Отрывок со страницы:
- - -

Я приезжаю в Ленинград чаще всего ранней весной. Иду в Эрмитаж. Вход снизу. Не тот, парадный широкий вход, которым должно входить в это здание, которым входили все и всегда, а сбоку и снизу, будто спускаешься в подвал. Десятки тысяч людей ежедневно ходят, ступают по паркетным красотам дворца. Составленный из различных пород дерева, любовно подобранный художниками, политый потом и кровью своих создателей, эрмитажный паркет не виден. Кто-то забыл, что это высокохудожественное произведение, что на него тоже надо смотреть, любоваться им. Проходят тысячи школьников, не подготовленных к восприятию, ничего не видящих — только смотрящих. А приход в Эрмитаж они должны запомнить на всю жизнь — такой силы должен быть эмоциональный толчок, такое открытие.

Они ходят, как по фойе кинотеатра. Для них эрмитажный буфет с плохим кофе и пирожками — более приятен и больше запомнится.

И какой интуитивной культурой, какой тонкой душевной организацией обладала ярославская крестьянка, которая в носках шагала по Эрмитажу, зажав валенки под мышкой! Она умела ценить чужой труд, умела понимать красоту, и первое, чему поразилась в Эрмитаже, — были не статуи и не картины, а просто пол, по которому она ступала. Вместо белых досок пола своей избы она увидела сияющую живую красоту, созданную из дерева. Поразилась и, как полагается православному, поклонилась этой красоте своеобразно — сняла валенки, чтобы сохранить, не испортить. Она умела видеть.

 

О первом увиденном мною спектакле и о последней довоенной елке

У нас в комнате большая белая печка, для нее нужно много дров, но она мне все равно нравится — такая блестящая, ее все время хочется гладить. Мама принесла большую охапку дров, сразу стало холодно и запахло лесом. Мама ножом отщепила от полена маленькие щепочки, положила их вниз под поленья и запихала в печку бумагу. Зажгла спичку. В печке загорелась бумага, потом щепочки, потом поленья.

- - -

Предоставленные материалы:
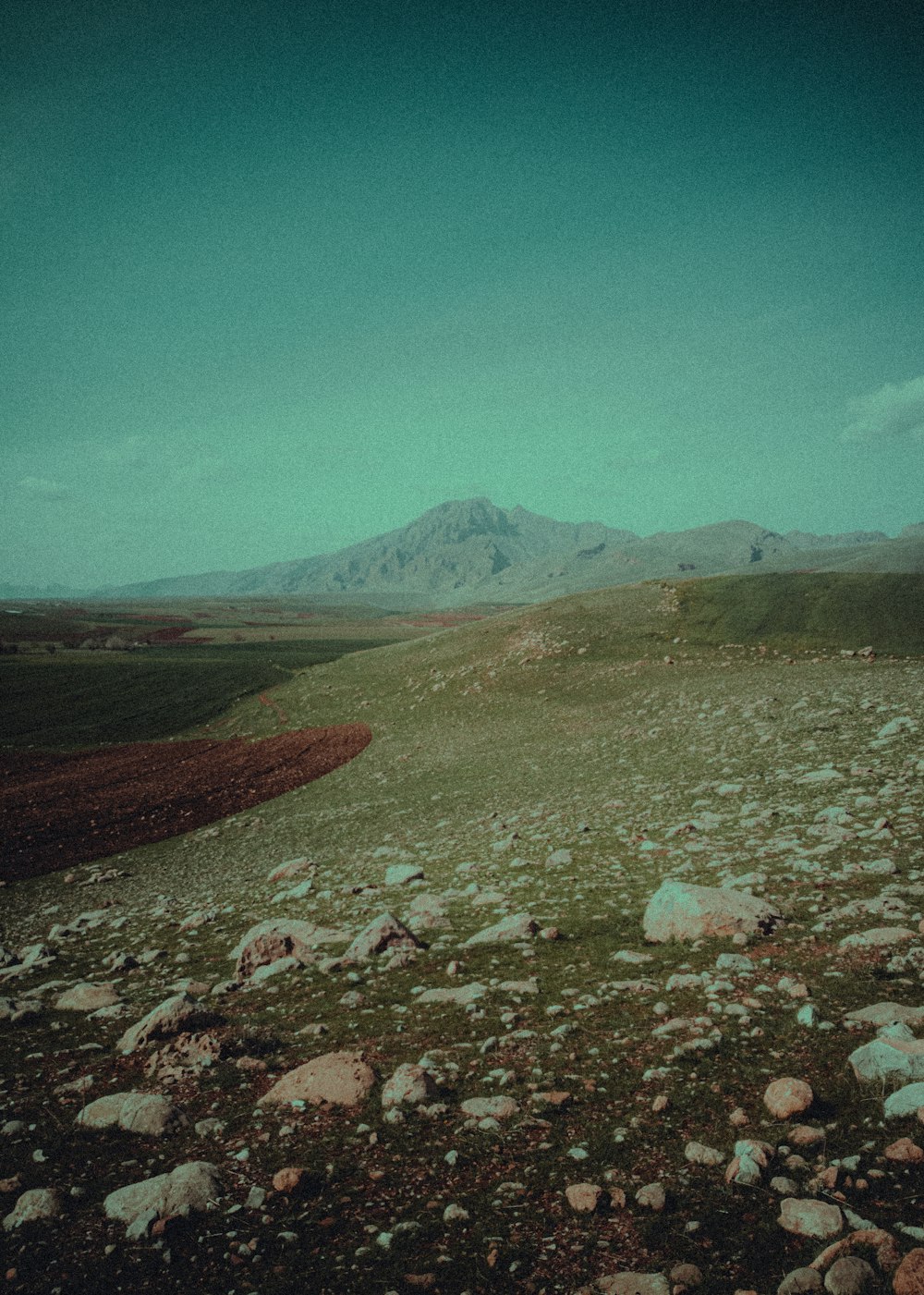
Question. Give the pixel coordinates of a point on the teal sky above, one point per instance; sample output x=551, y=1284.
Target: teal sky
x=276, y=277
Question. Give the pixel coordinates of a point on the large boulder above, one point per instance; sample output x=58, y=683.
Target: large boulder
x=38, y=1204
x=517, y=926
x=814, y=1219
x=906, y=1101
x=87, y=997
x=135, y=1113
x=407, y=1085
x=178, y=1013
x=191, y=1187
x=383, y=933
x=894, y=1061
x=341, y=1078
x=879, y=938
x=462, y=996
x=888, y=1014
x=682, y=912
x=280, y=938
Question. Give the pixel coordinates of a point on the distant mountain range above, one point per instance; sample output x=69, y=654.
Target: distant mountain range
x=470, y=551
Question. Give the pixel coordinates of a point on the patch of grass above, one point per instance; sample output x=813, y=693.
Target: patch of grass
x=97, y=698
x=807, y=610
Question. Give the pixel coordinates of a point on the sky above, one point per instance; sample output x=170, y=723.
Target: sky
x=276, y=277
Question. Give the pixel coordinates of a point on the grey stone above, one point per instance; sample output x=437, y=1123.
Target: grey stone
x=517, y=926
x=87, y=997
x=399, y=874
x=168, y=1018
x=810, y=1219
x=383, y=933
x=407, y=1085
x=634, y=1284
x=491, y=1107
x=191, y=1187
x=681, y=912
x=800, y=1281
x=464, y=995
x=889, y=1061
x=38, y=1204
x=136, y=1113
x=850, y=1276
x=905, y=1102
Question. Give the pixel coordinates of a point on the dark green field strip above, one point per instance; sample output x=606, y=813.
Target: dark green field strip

- - -

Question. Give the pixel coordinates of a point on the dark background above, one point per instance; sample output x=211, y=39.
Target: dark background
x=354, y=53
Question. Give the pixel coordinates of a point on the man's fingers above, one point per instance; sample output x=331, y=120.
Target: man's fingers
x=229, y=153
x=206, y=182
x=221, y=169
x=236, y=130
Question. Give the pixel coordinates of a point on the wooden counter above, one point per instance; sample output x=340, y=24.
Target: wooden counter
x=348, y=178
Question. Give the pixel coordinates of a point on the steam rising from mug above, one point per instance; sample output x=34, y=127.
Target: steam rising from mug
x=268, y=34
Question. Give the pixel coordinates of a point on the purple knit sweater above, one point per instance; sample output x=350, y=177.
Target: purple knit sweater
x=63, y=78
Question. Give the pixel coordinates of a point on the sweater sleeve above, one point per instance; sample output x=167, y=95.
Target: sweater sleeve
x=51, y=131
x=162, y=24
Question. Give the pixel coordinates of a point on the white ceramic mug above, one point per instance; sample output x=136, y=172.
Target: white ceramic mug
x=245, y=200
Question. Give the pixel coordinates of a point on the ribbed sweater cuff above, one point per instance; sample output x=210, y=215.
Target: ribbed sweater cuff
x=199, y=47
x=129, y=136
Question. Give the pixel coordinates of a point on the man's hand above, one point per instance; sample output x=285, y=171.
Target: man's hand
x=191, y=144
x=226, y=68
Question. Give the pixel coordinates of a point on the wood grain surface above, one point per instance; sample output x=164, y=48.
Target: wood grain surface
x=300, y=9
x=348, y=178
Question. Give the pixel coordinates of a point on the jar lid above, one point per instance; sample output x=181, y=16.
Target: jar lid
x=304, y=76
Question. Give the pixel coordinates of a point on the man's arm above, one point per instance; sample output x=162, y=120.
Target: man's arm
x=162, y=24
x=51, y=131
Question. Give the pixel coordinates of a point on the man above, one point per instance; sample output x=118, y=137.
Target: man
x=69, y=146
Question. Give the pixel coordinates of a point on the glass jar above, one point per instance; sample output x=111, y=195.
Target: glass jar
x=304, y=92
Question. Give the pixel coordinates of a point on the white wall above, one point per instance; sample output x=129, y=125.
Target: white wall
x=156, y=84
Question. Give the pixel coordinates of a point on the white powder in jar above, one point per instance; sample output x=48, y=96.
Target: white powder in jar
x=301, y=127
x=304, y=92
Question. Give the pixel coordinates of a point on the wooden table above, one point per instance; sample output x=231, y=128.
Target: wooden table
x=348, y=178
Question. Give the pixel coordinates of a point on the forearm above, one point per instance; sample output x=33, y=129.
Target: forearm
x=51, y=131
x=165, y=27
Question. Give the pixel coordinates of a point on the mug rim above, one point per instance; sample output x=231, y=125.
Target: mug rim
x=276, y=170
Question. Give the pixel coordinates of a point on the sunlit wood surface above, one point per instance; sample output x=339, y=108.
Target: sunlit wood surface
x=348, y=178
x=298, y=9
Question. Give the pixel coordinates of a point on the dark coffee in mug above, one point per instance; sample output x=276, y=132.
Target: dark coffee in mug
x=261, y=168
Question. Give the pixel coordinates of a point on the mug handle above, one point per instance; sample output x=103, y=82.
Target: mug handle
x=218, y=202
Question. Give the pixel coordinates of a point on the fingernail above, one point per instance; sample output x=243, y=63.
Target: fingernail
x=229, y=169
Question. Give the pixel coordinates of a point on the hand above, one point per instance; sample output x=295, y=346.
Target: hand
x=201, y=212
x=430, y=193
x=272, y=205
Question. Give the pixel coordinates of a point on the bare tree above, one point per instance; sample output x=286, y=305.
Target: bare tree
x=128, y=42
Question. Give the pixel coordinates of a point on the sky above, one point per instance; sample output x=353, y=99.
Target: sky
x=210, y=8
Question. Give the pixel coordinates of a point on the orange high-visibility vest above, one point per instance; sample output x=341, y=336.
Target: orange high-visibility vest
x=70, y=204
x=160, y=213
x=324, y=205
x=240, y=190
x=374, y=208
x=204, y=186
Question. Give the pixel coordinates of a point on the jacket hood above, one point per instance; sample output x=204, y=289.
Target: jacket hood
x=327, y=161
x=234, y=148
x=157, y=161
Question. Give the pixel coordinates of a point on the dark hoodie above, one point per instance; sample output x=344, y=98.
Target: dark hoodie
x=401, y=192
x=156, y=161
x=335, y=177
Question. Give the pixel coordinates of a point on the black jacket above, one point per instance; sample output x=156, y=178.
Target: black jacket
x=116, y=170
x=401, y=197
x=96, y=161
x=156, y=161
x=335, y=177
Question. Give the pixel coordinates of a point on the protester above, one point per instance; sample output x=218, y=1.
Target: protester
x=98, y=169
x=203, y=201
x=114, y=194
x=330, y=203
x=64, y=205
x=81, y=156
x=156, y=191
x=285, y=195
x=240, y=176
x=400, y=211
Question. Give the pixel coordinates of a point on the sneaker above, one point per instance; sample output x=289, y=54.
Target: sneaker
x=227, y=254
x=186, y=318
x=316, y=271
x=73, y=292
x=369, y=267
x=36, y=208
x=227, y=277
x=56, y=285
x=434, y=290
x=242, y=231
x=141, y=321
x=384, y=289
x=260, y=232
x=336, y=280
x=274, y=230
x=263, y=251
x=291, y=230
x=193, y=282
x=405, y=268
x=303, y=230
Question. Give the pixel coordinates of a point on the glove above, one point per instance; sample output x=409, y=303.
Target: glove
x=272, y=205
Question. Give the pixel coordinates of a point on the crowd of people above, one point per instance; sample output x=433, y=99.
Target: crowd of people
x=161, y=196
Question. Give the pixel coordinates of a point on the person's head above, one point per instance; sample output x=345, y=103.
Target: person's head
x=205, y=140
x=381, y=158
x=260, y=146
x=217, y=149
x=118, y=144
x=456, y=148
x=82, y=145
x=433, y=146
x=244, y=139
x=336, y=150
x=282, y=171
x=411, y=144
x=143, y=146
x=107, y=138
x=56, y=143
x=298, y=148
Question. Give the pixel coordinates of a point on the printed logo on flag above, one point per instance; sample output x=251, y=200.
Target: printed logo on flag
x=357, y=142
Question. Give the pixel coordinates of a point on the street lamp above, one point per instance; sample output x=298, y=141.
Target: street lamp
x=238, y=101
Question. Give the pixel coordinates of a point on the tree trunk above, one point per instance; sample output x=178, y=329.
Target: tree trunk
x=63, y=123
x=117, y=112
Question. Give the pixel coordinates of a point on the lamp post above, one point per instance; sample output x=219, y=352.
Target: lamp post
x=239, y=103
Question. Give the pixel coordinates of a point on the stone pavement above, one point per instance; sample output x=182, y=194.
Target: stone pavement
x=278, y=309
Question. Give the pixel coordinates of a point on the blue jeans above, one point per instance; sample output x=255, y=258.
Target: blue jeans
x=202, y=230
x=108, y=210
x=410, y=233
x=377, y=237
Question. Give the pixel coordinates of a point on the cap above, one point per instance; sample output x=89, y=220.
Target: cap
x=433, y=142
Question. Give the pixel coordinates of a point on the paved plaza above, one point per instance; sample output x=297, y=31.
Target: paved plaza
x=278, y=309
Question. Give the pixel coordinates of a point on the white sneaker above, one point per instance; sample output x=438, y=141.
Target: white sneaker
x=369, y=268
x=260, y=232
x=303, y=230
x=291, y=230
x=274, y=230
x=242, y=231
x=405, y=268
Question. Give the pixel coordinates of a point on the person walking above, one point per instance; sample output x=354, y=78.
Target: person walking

- - -

Ваше задание: Продолжите отрывок воспоминаний об Эрмитаже и довоенном детстве, начав сразу после его последнего предложения. Пункты являются отдельным материалом и к отрывку не относятся.

Результат:
«Сиди подальше, а то уголек на тебя выскочит». Сижу и смотрю на огонь. Если папа придет сегодня пораньше, то, может быть, мы пойдем гулять, как вчера. Вчера весь день шел снег — пушистый и мягкий. Папа вез меня на санках, и снег был совсем рядом со мной, он скрипел, и папа сказал: «Какая благодать!» Если я не буду надоедать маме, она сегодня купит елку. Я достала со стола коробку с игрушками и опять стала их рассматривать. Их можно смотреть бесконечно. Когда я заболеваю, то всегда прошу маму достать елочные игрушки. Их тяжело доставать, они в диване, но мама достает, когда я болею, достает даже летом. Я беру шар и вижу в нем себя — широкую и смешную. Бегу к зеркалу — в зеркале я узкая и не смешная... Главное — не разбить шпиль, без шпиля елки не бывает, даже если не будет ни одной игрушки, а только будут елка и шпиль — все равно красиво. Мама надевает синий берет и синее пальто с большим рыжим воротником. Это самое красивое, что есть у мамы, да еще голубое платье с длинными пуговками. Она надевает его только в гости. Но пальто — лучше.

Мама уходит за елкой. Я бегу к окну — ждать, когда она придет. Ждать всегда трудно, но ждать маму с елкой — просто невыносимо. И вот почти у самой Фонтанки, далеко-далеко, замелькал рыжий воротник между зеленых елочных лап. Это счастье все ближе, и наконец я вижу улыбающееся мамино лицо, и берет торчит на макушке, и елка в руках — большая-большая. Несет ее мама почти на вытянутых руках, наверное, не хочет пачкать свое новое красивое пальто. «Не выходи на площадку, замерзнешь. Я сама закрою дверь», — говорит она и вносит елку в комнату. Такой елки я никогда не видала. Высокая и ровная со всех сторон, все лапы целые, ни одна не сломалась.

«Татка, надень пальто, а потом к елке подходи». — «Почему потом?» — «Не почемукай, у тебя гланды». Я быстро надеваю старое Галькино пальто (я всегда донашиваю после Гальки) и приближаюсь к елке.

Это был счастливый Новый год, самый красивый Новый год перед войной, когда были живы все — и дядя Володя, и дядя Митя. Когда семья моего крестного Вениамина была еще семьей — с мамой, папой, сестрой и братишкой, и бабушкой. Война унесла седую бабушку и разлучила Вениамина с Верой, а их дочь Заира в конце войны выйдет замуж в 16 лет, и я никогда больше не увижу красивой, с серьезными глазами и толстой косой, Заиры. Через много лет мама мне покажет фотографию, на которой изображена худая, совсем незнакомая мне измученная женщина, и скажет: «А это — Заира». Я буду долго смотреть на чужое лицо и никак не смогу совместить девочку с бантом и в бархатном платье, лучшую ученицу в классе, спортсменку и музыкантшу — с той, худой, тяжело смотрящей с фотографии, за спиной которой стоят девочка, мальчик и старый мужчина.

Грустно, грустно, грустно...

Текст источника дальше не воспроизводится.